Records for processing:
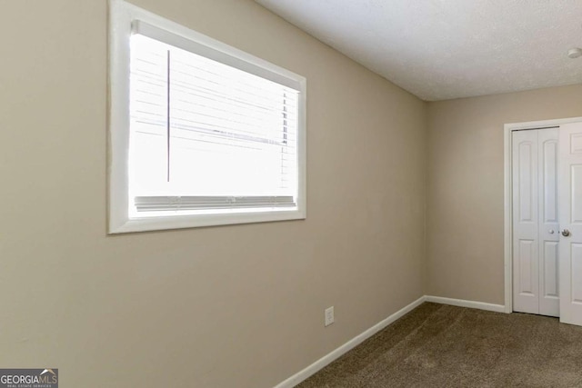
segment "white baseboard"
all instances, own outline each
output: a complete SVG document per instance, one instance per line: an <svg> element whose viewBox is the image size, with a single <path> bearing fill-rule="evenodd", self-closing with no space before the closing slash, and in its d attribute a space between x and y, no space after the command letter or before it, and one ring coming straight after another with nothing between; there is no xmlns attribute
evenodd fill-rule
<svg viewBox="0 0 582 388"><path fill-rule="evenodd" d="M295 373L286 381L279 383L274 388L293 388L294 386L297 385L299 383L311 377L313 374L316 373L324 367L327 366L334 361L337 360L339 357L341 357L350 350L354 349L356 346L359 345L364 341L367 340L372 335L376 334L380 330L384 329L388 324L395 322L396 319L402 317L406 313L418 307L420 304L422 304L425 302L433 302L435 303L450 304L453 306L493 311L497 313L505 313L505 308L506 308L502 304L492 304L492 303L486 303L483 302L465 301L462 299L444 298L441 296L431 296L431 295L421 296L420 298L416 299L415 302L411 303L407 306L405 306L404 308L398 310L397 312L388 316L385 320L370 327L361 334L358 334L356 337L352 338L351 340L349 340L348 342L346 342L337 349L326 354L325 356L316 361L315 363L313 363L311 365L307 366L304 370L297 372L296 373Z"/></svg>
<svg viewBox="0 0 582 388"><path fill-rule="evenodd" d="M496 313L506 312L506 306L504 306L503 304L492 304L483 302L465 301L463 299L444 298L442 296L425 295L425 302L433 302L435 303L440 304L450 304L451 306L493 311Z"/></svg>
<svg viewBox="0 0 582 388"><path fill-rule="evenodd" d="M392 323L396 319L402 317L404 314L407 313L410 313L412 310L414 310L415 308L422 304L423 302L425 302L425 297L421 296L420 298L411 303L407 306L405 306L404 308L398 310L397 312L388 316L385 320L370 327L366 332L352 338L351 340L349 340L348 342L346 342L337 349L326 354L325 356L316 361L311 365L307 366L306 369L297 372L296 373L295 373L293 376L289 377L283 383L278 383L277 385L275 386L275 388L292 388L296 386L296 384L303 382L304 380L306 380L308 377L319 372L321 369L327 366L334 361L337 360L339 357L341 357L350 350L354 349L356 346L359 345L364 341L370 338L372 335L376 334L380 330L384 329L385 327Z"/></svg>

Exercise description: Reproduce every line above exactly as it appears, leaving out the picture.

Correct output:
segment "white baseboard"
all instances, own outline each
output: a complete SVG document per instance, one instance per line: an <svg> element whose viewBox is the image size, with a single <path> bearing fill-rule="evenodd", self-closing with no space before the closing slash, and in its d attribute a space between x and y, no space after the command letter or before it, and one ring coming straight after another with nothing between; there is no xmlns attribute
evenodd fill-rule
<svg viewBox="0 0 582 388"><path fill-rule="evenodd" d="M295 373L286 381L279 383L274 388L293 388L294 386L297 385L299 383L311 377L313 374L316 373L324 367L327 366L334 361L337 360L339 357L341 357L350 350L354 349L356 346L359 345L364 341L367 340L372 335L376 334L380 330L384 329L388 324L395 322L396 319L402 317L406 313L418 307L420 304L422 304L425 302L433 302L435 303L450 304L453 306L493 311L497 313L505 313L505 308L506 308L502 304L492 304L492 303L486 303L483 302L465 301L462 299L444 298L441 296L431 296L431 295L421 296L420 298L416 299L415 302L411 303L407 306L405 306L404 308L398 310L397 312L388 316L385 320L370 327L361 334L358 334L356 337L352 338L351 340L349 340L348 342L346 342L337 349L326 354L325 356L316 361L315 363L313 363L311 365L307 366L304 370L297 372L296 373Z"/></svg>
<svg viewBox="0 0 582 388"><path fill-rule="evenodd" d="M496 313L506 312L506 306L504 306L503 304L492 304L483 302L465 301L463 299L444 298L442 296L425 295L425 302L433 302L435 303L440 304L450 304L451 306L493 311Z"/></svg>
<svg viewBox="0 0 582 388"><path fill-rule="evenodd" d="M392 323L396 319L402 317L404 314L407 313L410 313L412 310L414 310L415 308L422 304L423 302L425 302L425 297L421 296L420 298L411 303L407 306L405 306L404 308L398 310L397 312L388 316L385 320L370 327L366 332L352 338L351 340L349 340L348 342L346 342L337 349L326 354L325 356L316 361L311 365L307 366L306 369L297 372L296 373L295 373L293 376L289 377L283 383L278 383L277 385L275 386L275 388L292 388L296 386L296 384L303 382L304 380L306 380L308 377L319 372L321 369L327 366L334 361L337 360L339 357L341 357L350 350L354 349L356 346L359 345L364 341L370 338L372 335L376 334L380 330L384 329L385 327Z"/></svg>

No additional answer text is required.